(Labeling and segmentation records)
·····

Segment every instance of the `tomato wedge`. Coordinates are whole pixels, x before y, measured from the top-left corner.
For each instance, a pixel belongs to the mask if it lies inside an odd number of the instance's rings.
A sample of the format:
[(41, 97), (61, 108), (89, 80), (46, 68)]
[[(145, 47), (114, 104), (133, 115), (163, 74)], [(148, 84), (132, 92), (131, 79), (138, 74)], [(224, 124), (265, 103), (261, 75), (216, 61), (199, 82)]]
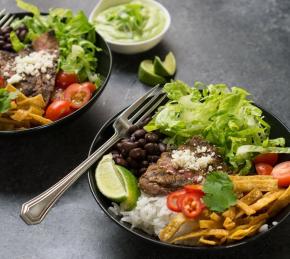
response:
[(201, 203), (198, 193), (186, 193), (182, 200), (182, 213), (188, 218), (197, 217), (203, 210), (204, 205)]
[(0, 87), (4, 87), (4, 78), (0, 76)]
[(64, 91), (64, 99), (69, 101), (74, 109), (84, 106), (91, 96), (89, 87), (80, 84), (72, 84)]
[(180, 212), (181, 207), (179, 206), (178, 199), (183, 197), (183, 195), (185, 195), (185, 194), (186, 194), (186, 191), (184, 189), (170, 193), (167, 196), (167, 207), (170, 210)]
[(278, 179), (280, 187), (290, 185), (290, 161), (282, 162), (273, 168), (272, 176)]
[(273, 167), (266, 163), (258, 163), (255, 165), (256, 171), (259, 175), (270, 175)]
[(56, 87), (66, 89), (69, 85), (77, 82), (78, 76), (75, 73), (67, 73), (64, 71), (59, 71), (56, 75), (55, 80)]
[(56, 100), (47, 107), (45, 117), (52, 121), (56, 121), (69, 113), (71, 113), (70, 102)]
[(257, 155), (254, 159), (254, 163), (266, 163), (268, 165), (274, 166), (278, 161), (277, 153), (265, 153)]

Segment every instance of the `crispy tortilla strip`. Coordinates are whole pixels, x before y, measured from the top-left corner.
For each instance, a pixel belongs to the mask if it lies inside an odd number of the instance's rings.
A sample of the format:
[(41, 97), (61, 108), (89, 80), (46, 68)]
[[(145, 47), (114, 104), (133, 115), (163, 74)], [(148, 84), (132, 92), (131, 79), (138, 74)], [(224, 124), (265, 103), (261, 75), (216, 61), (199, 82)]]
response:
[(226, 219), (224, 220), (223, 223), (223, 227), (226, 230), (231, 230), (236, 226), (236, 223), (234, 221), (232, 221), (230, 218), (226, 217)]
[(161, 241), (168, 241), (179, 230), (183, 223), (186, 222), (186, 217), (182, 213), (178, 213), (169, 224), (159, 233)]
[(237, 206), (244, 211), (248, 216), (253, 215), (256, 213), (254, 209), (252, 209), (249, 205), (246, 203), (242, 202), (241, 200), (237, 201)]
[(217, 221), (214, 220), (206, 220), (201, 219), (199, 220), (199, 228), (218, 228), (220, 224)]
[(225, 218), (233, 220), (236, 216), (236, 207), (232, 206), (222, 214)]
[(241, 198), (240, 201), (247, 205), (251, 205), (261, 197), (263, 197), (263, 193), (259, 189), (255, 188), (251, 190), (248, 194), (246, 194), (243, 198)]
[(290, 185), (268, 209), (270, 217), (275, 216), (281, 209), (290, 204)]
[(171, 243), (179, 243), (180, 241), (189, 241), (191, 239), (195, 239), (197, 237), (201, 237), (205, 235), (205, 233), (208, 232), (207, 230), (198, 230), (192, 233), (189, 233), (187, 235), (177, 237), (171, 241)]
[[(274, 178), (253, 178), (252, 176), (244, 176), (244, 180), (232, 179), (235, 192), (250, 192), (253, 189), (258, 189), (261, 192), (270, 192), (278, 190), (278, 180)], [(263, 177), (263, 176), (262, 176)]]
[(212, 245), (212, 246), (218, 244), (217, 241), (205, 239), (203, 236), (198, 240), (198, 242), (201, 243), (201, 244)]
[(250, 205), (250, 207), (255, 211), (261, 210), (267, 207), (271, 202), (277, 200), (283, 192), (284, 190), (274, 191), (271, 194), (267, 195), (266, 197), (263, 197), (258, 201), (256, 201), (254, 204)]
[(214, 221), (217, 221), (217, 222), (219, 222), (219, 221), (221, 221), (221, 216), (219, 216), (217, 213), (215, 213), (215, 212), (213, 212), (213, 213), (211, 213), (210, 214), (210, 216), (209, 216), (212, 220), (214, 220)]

·····

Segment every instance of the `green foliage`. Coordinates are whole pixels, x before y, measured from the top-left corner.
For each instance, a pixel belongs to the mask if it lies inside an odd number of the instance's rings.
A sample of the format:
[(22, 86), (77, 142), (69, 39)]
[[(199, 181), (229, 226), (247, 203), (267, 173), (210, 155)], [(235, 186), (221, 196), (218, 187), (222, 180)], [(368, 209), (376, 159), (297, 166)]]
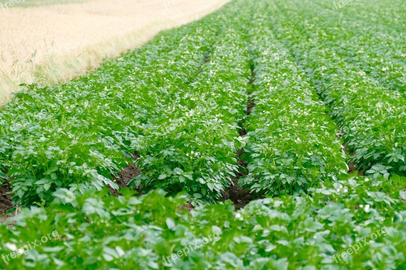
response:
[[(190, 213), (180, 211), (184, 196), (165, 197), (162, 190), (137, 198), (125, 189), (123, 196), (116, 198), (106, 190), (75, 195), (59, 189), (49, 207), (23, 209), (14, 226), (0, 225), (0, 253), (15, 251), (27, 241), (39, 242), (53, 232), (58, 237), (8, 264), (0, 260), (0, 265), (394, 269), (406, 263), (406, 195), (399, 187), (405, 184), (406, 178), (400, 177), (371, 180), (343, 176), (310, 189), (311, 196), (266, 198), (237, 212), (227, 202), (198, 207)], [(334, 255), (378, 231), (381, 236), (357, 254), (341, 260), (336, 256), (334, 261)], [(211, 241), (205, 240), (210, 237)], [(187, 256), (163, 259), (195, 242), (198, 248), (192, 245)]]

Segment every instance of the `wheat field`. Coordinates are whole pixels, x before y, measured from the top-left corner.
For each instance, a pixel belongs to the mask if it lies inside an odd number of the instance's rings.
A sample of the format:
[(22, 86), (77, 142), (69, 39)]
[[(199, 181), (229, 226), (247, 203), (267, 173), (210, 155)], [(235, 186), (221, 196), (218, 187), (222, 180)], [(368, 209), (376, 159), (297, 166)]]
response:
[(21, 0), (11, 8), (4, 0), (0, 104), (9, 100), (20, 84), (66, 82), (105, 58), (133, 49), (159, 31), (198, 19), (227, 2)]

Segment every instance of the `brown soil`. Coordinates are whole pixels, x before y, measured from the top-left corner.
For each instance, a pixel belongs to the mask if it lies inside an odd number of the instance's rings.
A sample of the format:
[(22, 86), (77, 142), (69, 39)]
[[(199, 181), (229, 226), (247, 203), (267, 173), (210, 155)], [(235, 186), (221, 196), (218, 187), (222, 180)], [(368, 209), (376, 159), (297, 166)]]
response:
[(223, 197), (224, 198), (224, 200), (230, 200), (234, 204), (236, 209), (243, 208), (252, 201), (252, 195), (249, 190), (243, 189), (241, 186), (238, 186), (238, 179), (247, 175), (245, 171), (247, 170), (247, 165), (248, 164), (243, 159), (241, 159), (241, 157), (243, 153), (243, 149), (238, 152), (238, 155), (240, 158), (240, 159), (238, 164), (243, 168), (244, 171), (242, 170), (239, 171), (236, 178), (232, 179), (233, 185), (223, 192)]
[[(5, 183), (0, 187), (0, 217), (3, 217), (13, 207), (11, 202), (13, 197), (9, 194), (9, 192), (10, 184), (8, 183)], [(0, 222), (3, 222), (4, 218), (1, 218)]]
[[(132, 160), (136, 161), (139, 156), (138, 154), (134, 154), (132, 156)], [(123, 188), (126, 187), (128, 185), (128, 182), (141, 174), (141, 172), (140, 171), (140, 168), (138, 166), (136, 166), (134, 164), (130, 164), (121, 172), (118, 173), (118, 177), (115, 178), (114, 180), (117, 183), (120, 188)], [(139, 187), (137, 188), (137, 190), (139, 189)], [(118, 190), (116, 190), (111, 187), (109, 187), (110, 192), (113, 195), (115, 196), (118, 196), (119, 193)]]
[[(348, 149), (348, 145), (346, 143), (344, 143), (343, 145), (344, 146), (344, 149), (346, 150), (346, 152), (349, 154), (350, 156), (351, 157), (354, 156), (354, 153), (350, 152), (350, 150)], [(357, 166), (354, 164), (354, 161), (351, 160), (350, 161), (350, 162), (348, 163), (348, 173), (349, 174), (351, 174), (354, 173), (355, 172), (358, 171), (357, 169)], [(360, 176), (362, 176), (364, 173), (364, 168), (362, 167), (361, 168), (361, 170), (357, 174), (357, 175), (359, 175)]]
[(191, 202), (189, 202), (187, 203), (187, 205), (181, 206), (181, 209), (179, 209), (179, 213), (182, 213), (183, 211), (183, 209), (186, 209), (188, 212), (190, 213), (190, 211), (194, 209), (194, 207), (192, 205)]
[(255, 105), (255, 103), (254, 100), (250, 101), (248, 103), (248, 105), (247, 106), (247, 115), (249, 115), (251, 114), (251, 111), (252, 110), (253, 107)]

·····

• **EXERCISE**: Count the lines of the records above that contain the string "corner", and reply with the number alone.

• **ANSWER BELOW**: 5